WHAT THE EXERCISE ASKS: Copy each record exactly and skip its pictures.

DATA UNDER STUDY:

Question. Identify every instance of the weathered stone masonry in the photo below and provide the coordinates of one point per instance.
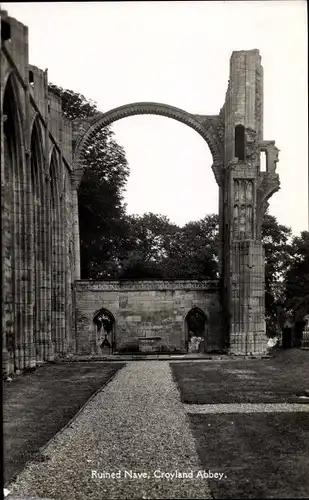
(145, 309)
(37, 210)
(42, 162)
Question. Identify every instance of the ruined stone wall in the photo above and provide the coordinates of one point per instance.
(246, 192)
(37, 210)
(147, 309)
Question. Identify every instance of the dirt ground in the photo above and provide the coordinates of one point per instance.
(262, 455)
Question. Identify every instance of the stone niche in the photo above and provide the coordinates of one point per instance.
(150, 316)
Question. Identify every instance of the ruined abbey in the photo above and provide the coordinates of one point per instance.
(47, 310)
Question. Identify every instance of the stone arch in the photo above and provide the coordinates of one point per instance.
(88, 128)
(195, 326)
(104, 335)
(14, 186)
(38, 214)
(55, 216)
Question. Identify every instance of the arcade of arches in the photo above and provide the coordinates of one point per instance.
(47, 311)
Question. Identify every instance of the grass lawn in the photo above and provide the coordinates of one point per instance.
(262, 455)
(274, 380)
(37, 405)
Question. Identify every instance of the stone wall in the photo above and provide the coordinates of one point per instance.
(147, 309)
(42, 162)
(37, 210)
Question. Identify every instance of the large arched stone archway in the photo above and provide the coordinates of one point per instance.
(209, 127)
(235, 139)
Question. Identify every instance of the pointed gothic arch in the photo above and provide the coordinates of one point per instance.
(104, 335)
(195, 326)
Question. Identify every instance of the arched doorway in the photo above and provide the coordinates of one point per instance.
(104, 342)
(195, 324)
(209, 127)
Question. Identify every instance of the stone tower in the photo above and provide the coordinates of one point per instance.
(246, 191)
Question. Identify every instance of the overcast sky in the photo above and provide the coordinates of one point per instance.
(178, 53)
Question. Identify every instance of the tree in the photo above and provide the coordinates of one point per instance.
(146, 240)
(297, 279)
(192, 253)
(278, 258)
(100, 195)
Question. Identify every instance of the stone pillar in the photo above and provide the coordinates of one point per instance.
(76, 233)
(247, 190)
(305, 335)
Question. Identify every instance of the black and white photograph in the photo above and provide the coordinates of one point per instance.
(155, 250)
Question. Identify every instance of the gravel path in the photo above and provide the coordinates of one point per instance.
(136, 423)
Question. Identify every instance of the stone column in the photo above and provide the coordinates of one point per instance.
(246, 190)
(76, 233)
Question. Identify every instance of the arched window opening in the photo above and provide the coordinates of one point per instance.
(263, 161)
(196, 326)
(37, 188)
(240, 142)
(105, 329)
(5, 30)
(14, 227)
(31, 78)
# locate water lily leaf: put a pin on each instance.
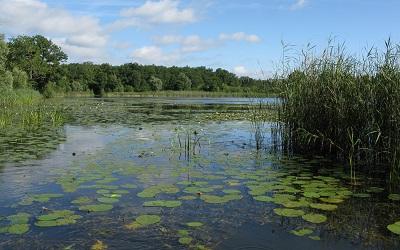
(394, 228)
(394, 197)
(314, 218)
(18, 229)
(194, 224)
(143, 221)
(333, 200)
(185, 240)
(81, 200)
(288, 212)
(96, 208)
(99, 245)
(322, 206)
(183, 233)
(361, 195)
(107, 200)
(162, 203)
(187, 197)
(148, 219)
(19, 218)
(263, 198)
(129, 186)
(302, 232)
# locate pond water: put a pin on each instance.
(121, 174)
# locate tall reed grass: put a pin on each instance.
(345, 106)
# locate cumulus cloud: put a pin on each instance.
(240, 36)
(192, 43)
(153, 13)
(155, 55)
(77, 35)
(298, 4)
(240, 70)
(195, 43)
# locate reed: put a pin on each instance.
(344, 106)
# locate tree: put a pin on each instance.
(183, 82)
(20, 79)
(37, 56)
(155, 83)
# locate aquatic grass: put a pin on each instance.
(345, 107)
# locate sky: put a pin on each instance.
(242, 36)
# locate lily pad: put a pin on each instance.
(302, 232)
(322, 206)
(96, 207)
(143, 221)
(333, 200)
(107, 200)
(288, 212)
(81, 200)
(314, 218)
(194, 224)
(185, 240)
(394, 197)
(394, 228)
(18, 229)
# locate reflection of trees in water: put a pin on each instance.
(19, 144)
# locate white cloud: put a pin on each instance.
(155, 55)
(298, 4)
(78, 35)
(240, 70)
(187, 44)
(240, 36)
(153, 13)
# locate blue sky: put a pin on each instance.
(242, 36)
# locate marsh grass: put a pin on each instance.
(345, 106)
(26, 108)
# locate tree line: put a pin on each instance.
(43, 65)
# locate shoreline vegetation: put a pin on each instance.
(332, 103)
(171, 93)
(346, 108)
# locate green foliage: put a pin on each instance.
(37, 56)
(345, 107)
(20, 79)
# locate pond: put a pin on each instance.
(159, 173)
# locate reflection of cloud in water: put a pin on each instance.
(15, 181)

SOLUTION TO THIS TASK:
Question. Identify every instance of the weathered stone masonry in the photo below and provide the coordinates of one point per instance.
(145, 309)
(37, 210)
(42, 162)
Question. Identify every instance of the ruined stone wall in the photo above and provide the coordinates of one point per instance.
(246, 192)
(37, 210)
(147, 309)
Question. Identify every instance of the dirt ground in the photo above and provide the coordinates of one point per instance.
(262, 455)
Question. Identify every instance of the stone niche in the photo above and provide the coordinates of one point per instance.
(150, 316)
Question. Identify every instance of the ruined abbey in the photo above and provide the coordinates of one point per instance.
(47, 310)
Question. Identify every instance of the stone arch in the photo above and provide the coordinates of one point per instance.
(88, 128)
(195, 326)
(104, 335)
(14, 186)
(38, 214)
(55, 216)
Question. Identify every instance of the arcade of arches in the photo above and provide the coordinates of one point per instance.
(47, 311)
Question. Identify every instance of the grass lawn in the photo above and provide the coordinates of one point per instance.
(262, 455)
(274, 380)
(37, 405)
Question. Identify every instance of the stone wall in the photo above and provide the coordinates of one point per instance.
(147, 309)
(42, 162)
(37, 210)
Question. Identify every instance of the large arched stone archway in the photo above and provide the coordinates of one point per instance.
(209, 127)
(235, 139)
Question. Identify every instance of the pointed gothic arch in the photo above and provide the coordinates of one point per instance.
(104, 335)
(195, 326)
Question. Identify every instance of the arched doorway in the photo above and provide the coordinates of one point per instance.
(104, 342)
(195, 324)
(209, 127)
Question. Identify every instance of the stone tower in the photo above and provide the coordinates of one point per instance.
(246, 191)
Question. Identify every instance of the overcast sky in the photo above and provide the coordinates of one point per instance.
(178, 53)
Question. Identify every instance of the tree in the photo above and provide the coordinates of one point per instance.
(146, 240)
(297, 279)
(192, 253)
(278, 258)
(100, 195)
Question. Identify every instance of the stone pillar in the photo above and provide the coordinates of one point per instance.
(76, 233)
(247, 190)
(305, 335)
Question. Identify every instance of the black and white photograph in the photo above and provide the coordinates of one point per instance.
(155, 250)
Question. Identify every instance of the gravel path in the photo above and provide the coordinates of one point per instance.
(136, 423)
Question. Identify every instance of the stone column in the photo above and provide the coordinates of one point per instance.
(246, 190)
(76, 233)
Question. Identify every instance of the arched window opening in the photo above and provide the coordinates of one point per instance.
(263, 161)
(196, 326)
(37, 188)
(240, 142)
(105, 329)
(5, 30)
(14, 227)
(31, 78)
# locate water lily leaf: put a pin on each instance.
(394, 228)
(394, 197)
(314, 218)
(18, 229)
(194, 224)
(143, 221)
(333, 200)
(185, 240)
(81, 200)
(288, 212)
(96, 208)
(99, 245)
(322, 206)
(183, 233)
(361, 195)
(107, 200)
(162, 203)
(187, 197)
(148, 219)
(19, 218)
(263, 198)
(129, 186)
(302, 232)
# locate pond water: put a pin on each instance.
(121, 174)
# locate tall reed grass: put a pin on each instance.
(345, 106)
# locate cumulus cloud: put a pin on each instance.
(240, 36)
(192, 43)
(153, 13)
(155, 55)
(77, 35)
(298, 4)
(240, 70)
(195, 43)
# locate reed: put a pin on each instance.
(344, 106)
# locate tree: put a pin on each instance.
(183, 82)
(20, 79)
(37, 56)
(155, 83)
# locate aquatic grass: put a pin on each instance.
(345, 107)
# locate sky: put a pin on each instance.
(242, 36)
# locate lily pad: put a pin on each instance.
(302, 232)
(322, 206)
(96, 207)
(143, 221)
(333, 200)
(107, 200)
(288, 212)
(81, 200)
(314, 218)
(194, 224)
(185, 240)
(394, 197)
(394, 228)
(18, 229)
# locate reflection of trees in water: put a pin on each instance.
(19, 144)
# locate white cloud: put a pin on each instance.
(155, 55)
(298, 4)
(78, 35)
(240, 70)
(187, 44)
(240, 36)
(153, 13)
# locate blue sky: put a pin on each instance.
(242, 36)
# locate marsh grass: put a pin on each instance.
(345, 106)
(26, 108)
# locate tree line: put a pin on each instance.
(43, 65)
# locate shoreline vegetation: put a pin on each instance.
(332, 103)
(171, 93)
(346, 108)
# locate green foliage: put a pin on each instance.
(37, 56)
(345, 107)
(20, 79)
# locate pond: put a pin on each instance.
(159, 173)
# locate reflection of cloud in water: put a pin on each instance.
(15, 181)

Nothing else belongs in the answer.